Below are records; transcribe each one exactly.

[Saved entries]
──────────────────────────────
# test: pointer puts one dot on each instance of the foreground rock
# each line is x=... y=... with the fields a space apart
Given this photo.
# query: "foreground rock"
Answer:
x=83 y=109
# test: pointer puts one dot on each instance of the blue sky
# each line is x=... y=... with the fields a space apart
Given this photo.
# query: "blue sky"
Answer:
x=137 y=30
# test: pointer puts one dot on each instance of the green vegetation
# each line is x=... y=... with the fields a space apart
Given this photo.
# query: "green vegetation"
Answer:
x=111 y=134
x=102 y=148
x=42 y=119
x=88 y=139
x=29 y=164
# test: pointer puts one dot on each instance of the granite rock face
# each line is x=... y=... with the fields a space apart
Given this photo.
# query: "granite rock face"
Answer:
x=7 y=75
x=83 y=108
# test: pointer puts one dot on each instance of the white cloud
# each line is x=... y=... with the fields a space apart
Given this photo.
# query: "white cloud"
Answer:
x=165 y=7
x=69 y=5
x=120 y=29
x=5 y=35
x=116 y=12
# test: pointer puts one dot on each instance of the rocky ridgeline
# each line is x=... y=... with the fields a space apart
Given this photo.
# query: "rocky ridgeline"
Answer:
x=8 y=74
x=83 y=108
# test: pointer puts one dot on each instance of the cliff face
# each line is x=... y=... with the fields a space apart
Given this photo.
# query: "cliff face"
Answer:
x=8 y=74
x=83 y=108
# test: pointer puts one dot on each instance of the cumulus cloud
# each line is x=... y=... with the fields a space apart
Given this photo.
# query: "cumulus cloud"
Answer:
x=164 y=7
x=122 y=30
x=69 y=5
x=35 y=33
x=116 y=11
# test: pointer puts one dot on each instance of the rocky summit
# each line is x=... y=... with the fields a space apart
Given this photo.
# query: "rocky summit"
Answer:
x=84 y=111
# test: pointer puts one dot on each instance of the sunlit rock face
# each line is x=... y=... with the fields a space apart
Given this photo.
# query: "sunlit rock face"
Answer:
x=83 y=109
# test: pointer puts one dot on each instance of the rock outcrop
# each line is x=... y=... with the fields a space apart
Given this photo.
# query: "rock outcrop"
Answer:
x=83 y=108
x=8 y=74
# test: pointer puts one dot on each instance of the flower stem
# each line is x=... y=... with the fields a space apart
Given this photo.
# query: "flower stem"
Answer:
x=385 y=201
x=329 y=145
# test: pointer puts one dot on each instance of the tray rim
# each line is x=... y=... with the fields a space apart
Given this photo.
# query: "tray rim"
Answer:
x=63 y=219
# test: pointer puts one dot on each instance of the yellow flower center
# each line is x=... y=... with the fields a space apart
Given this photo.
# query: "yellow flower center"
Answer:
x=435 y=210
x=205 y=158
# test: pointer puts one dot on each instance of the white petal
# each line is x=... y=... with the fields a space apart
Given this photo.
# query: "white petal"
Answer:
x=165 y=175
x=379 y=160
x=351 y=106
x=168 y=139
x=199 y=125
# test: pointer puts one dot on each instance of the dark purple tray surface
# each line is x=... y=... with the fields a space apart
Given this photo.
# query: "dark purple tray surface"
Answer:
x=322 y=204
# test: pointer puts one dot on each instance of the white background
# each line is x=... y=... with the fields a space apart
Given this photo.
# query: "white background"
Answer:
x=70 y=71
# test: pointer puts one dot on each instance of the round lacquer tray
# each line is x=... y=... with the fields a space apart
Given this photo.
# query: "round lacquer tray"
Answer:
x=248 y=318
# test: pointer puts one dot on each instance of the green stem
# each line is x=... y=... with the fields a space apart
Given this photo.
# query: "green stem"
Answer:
──────────────────────────────
Result:
# test: pointer puts one dot on each instance of the foreground rock
# each line is x=... y=... with the fields a space apart
Given this photo.
# query: "foreground rock"
Answer:
x=83 y=109
# test: pointer puts one dot on each instance of the blue sky
# each line is x=... y=... with the fields a space apart
Given this photo.
# query: "blue sky"
Answer:
x=137 y=30
# test: pointer puts one dot on each instance of the green vegetation
# each line is x=... y=... with the fields a space apart
Given this photo.
# query: "green vegetation"
Answer:
x=111 y=134
x=102 y=148
x=42 y=119
x=88 y=139
x=29 y=164
# test: pointer puts one dot on each instance of the granite rock face
# each line is x=... y=... with the fields a space apart
Given this photo.
# query: "granite rock face"
Answer:
x=7 y=75
x=83 y=108
# test: pointer puts one dot on each instance of the white cloud
# each line is x=... y=... with the fields a space apart
Given this photo.
# query: "white cloud"
Answer:
x=165 y=7
x=69 y=5
x=120 y=29
x=5 y=35
x=116 y=12
# test: pointer puts one dot on each instance of the rocky ridgeline
# each line is x=... y=... with the fields a space apart
Given this photo.
# query: "rocky ridgeline"
Answer:
x=8 y=74
x=83 y=108
# test: pointer puts one dot on each instance of the cliff face
# each line is x=... y=... with the fields a space apart
Given this photo.
# query: "cliff face"
Answer:
x=8 y=74
x=83 y=108
# test: pointer puts one dot on each instance of the cumulus cloud
# each line is x=... y=... with the fields a space apart
Given this photo.
# query: "cumulus cloud"
Answer:
x=164 y=7
x=122 y=30
x=69 y=5
x=35 y=33
x=116 y=11
# test: pointer puts one dot on each instance of the rocky summit
# each line is x=... y=... with the fields a space apart
Given this photo.
# query: "rocky summit"
Answer:
x=84 y=111
# test: pointer puts one dot on each instance of the sunlit rock face
# each line is x=... y=... with the fields a space apart
Given this photo.
# query: "sunlit rock face"
Answer:
x=83 y=109
# test: pointer puts one dot on each instance of the rock outcrop
# each line is x=... y=... with the fields a space apart
Given this photo.
# query: "rock outcrop"
Answer:
x=83 y=108
x=8 y=74
# test: pointer puts one dot on each instance of the flower stem
# each line is x=... y=... with the fields a space apart
Given this photo.
# query: "flower stem"
Answer:
x=385 y=201
x=329 y=145
# test: pointer puts one dot on each instance of the tray rim
# each line is x=... y=... with the fields a space apart
Given this photo.
# query: "tray rim"
Answer:
x=63 y=219
# test: pointer puts one dot on each instance of the yellow flower center
# each line is x=... y=... with the fields a space apart
Given this photo.
# query: "yellow flower center"
Answer:
x=435 y=210
x=205 y=158
# test: pointer puts one dot on each instance of the white petal
# each line is x=... y=... with the fields a space apart
Given this photo.
# query: "white petal"
Answer:
x=165 y=175
x=379 y=160
x=351 y=106
x=168 y=139
x=199 y=125
# test: pointer puts one dot on each instance of the dark purple tray surface
# each line is x=... y=... with the fields a space apart
Given this photo.
# query: "dark purple tray surface"
Answer:
x=322 y=204
# test: pointer puts one dot on each instance of the white background
# each line is x=... y=... with the fields a space apart
Given this photo.
# query: "white background"
Answer:
x=70 y=71
# test: pointer puts one dot on each instance of the round lacquer tray
# each line is x=... y=... with the fields a space apart
Given this photo.
# query: "round lacquer tray"
Answer:
x=248 y=318
# test: pointer puts one dot on each instance of the green stem
# each line is x=... y=... with the fields a space apart
Given this photo.
# query: "green stem"
Answer:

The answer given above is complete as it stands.